START PASSAGE SHOWN

PrismaTechWork provides end-to-end infrastructure services — from initial deployment and security hardening to ongoing monitoring, automated backups, and dedicated support. Whether you need a single-server setup or a multi-site network, our team ensures your infrastructure is built right, secured properly, and maintained reliably.
Frequently Asked Questions
What is the difference between LocalAI and Ollama?
Ollama is a focused LLM runner with a clean CLI, automatic model management, and an OpenAI-compatible API — optimized purely for text generation. LocalAI is a broader multi-modal inference server covering LLMs, Whisper transcription, Stable Diffusion image generation, and TTS through one API. Ollama is easier to use for LLM-only tasks. LocalAI is the right choice when you need to replace multiple OpenAI API capabilities (not just chat) with a single self-hosted endpoint.
Can I use LocalAI as a drop-in replacement for the OpenAI Python SDK?

END PASSAGE SHOWN

EXERCISE 1:
Answer these from the FAQ passage:
(a) What kind of services does PrismaTechWork provide?
(b) What API is Ollama's API compatible with?
(c) Besides LLMs, what does LocalAI cover?
EXERCISE 2: Retype the part of the FAQ passage that opens with the words containing "Frequently Asked Questions" and closes with "single self-hosted endpoint.".
Rely only on the FAQ passage when answering.

START EXERCISE DATA

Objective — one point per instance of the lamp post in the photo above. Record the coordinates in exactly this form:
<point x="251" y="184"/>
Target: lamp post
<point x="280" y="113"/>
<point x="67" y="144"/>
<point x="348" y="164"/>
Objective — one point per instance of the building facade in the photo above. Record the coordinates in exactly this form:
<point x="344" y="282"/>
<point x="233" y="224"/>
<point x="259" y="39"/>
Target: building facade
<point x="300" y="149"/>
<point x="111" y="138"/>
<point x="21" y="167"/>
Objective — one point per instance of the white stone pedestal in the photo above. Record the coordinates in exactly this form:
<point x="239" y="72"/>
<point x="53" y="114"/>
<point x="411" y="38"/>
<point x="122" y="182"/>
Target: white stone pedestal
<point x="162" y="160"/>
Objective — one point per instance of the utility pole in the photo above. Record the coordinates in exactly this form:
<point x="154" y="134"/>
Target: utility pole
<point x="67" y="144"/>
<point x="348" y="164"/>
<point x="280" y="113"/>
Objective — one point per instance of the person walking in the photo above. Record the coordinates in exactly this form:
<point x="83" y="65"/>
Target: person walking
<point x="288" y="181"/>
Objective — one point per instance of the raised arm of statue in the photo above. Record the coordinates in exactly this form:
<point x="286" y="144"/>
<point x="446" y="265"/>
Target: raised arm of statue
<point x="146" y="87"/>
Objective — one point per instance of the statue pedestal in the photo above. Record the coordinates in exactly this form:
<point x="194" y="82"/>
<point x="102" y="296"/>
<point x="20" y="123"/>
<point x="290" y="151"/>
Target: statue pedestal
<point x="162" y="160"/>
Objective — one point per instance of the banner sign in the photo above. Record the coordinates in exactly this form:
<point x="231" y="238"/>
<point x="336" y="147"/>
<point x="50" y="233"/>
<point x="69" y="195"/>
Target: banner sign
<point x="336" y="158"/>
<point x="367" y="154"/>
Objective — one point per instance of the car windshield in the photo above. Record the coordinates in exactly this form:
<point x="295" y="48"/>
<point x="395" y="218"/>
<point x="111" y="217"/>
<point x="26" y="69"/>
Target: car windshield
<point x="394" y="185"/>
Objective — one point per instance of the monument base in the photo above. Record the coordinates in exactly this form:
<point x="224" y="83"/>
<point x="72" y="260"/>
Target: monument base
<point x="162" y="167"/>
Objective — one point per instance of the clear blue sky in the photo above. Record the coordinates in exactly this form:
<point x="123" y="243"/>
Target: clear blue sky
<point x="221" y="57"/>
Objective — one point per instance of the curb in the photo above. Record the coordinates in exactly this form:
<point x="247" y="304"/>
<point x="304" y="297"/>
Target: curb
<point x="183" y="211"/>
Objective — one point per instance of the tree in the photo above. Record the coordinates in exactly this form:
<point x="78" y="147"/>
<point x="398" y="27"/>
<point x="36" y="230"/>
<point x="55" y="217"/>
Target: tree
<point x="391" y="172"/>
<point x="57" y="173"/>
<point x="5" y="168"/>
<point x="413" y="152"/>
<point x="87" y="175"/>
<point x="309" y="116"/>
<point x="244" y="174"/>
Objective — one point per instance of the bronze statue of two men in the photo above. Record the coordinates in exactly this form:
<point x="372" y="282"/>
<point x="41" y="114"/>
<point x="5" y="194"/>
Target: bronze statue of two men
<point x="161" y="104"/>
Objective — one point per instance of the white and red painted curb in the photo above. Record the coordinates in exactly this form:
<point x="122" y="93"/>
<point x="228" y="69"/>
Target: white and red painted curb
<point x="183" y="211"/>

END EXERCISE DATA

EXERCISE RESPONSE 1:
(a) End-to-end infrastructure services
(b) The OpenAI API
(c) Whisper transcription, Stable Diffusion image generation, and TTS

EXERCISE RESPONSE 2:
Frequently Asked Questions
What is the difference between LocalAI and Ollama?
Ollama is a focused LLM runner with a clean CLI, automatic model management, and an OpenAI-compatible API — optimized purely for text generation. LocalAI is a broader multi-modal inference server covering LLMs, Whisper transcription, Stable Diffusion image generation, and TTS through one API. Ollama is easier to use for LLM-only tasks. LocalAI is the right choice when you need to replace multiple OpenAI API capabilities (not just chat) with a single self-hosted endpoint.